**WRITTEN INSTRUCTION A**
In the grape-picking forum thread, what brix did geocorn later report for the grapes?

**SELECTED TEXT**
* * * * * * * * *

# U Pick Grapes



## geocorn (Aug 2, 2007)

One of my customers has more Cab. Sauv. grapes than he can use. They are free to the first to pick them. He is in the Tyler area and if you are interested, call me at the store. 1-866-417-1114


----------



## swillologist (Aug 2, 2007)

WOW!What a deal. Sure wish I was closer. I'm sure someone will make some fine wine out of them.


----------



## Waldo (Aug 2, 2007)

WOW...I am sure interested George...When could you get free to go and pick me some?


----------



## geocorn (Aug 2, 2007)

If you think my products are expensive. Wait until you see what I would charge you to pick grapes!!!!!!!!!!!


----------



## swillologist (Aug 2, 2007)

Way to go George.


----------



## JWMINNESOTA (Aug 3, 2007)

Waldo, hard to believe all those folks living in Texas,and none have spoken up on there willingness to go get you those grapes!



Nice try though!


----------



## Jack on Rainy (Aug 3, 2007)

And George claims good customer service.....


----------



## Waldo (Aug 3, 2007)

I just knew that Ramona, George, DFW and the others were going to gather up and pick me a truck load......Oh well, guess I will stick my ole country wines. Aint got enuff "sofiscation" to be a messin with no cabs anyway i rekon they figgered !!


----------



## Wade E (Aug 3, 2007)

Ya just leave this good o'le country boy lone!


----------



## geocorn (Aug 4, 2007)

After I made the post, I found out that about 50% of the grapes in each bunch are good, while the remainder arenot, so you will have to cull out the bad fruit. I also found out the brix is only about 10%. Not sure how good the wine will be without some serious adjustments. *Edited by: geocorn *


----------



## Waldo (Aug 5, 2007)

* * * * * * * * *

Stored dataset items
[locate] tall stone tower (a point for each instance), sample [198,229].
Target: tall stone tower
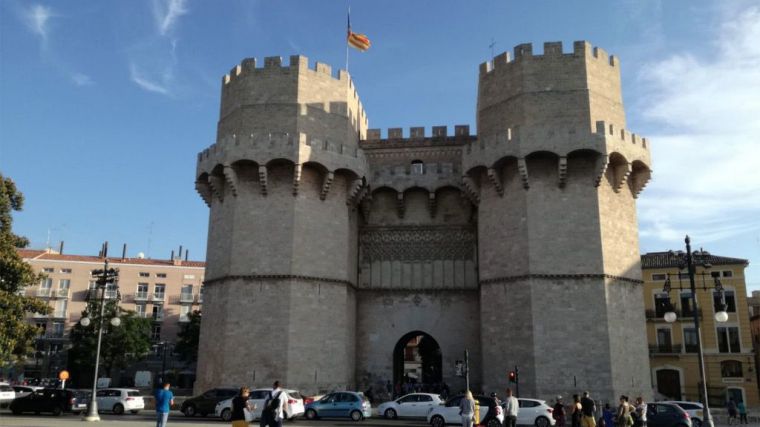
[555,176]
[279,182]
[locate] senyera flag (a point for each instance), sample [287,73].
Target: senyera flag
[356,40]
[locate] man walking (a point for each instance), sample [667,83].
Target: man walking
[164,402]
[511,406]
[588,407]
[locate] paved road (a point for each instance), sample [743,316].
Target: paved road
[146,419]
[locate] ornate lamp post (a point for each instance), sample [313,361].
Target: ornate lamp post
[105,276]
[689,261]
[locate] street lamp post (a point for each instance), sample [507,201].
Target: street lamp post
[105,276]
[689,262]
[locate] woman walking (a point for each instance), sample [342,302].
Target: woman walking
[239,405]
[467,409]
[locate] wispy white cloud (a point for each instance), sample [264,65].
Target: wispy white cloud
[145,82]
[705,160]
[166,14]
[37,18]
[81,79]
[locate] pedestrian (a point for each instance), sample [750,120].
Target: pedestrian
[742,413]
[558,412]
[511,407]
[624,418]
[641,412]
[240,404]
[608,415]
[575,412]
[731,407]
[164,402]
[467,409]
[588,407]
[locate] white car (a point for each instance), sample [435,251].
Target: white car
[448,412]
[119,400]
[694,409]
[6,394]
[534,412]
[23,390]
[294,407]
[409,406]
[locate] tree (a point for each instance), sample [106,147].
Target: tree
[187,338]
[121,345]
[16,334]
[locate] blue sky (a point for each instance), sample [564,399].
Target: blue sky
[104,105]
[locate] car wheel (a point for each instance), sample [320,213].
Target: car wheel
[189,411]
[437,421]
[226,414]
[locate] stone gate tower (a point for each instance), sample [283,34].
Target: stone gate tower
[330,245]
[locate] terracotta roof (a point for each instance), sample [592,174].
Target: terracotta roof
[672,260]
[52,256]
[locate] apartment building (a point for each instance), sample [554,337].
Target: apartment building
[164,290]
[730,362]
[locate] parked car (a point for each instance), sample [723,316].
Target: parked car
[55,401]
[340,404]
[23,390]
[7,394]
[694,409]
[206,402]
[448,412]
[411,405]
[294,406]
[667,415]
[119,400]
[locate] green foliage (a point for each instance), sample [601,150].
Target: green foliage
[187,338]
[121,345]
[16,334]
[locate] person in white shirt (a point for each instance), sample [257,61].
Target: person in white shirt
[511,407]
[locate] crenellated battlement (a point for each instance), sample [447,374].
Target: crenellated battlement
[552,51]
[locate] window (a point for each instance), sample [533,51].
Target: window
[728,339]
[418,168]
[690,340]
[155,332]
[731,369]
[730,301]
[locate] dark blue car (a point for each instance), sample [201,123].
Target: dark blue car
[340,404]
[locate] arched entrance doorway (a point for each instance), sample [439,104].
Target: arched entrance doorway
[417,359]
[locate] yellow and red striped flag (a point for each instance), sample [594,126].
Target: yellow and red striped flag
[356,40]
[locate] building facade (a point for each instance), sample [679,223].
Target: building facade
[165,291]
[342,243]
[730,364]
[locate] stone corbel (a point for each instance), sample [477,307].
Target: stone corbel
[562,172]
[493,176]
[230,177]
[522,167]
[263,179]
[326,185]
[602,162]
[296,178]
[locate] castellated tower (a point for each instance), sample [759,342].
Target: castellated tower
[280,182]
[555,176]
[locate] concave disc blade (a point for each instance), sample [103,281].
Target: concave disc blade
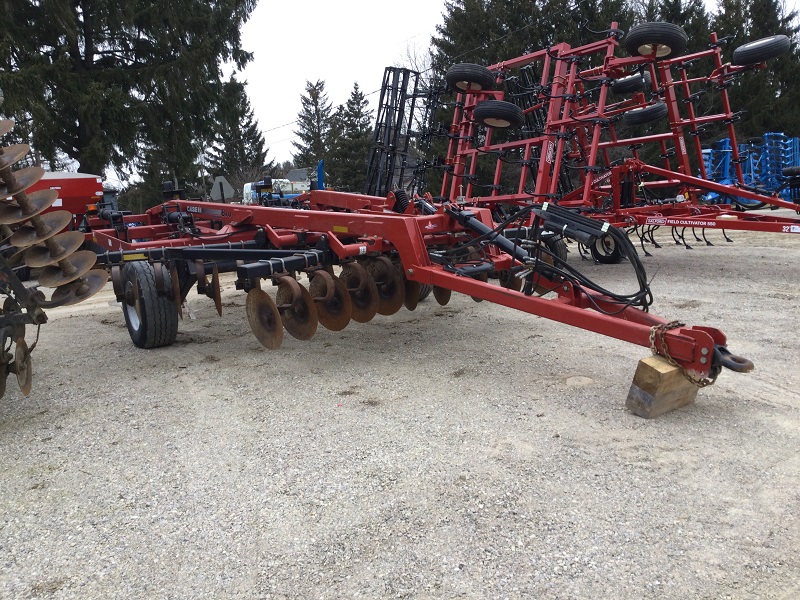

* * * * * * * * *

**WRITTEN INSTRUCTION B**
How many lines of the records above contain the string "apartment"? Case counts. Reply with the number alone.

**CORRECT OUTPUT A**
Only about 10%.

**CORRECT OUTPUT B**
2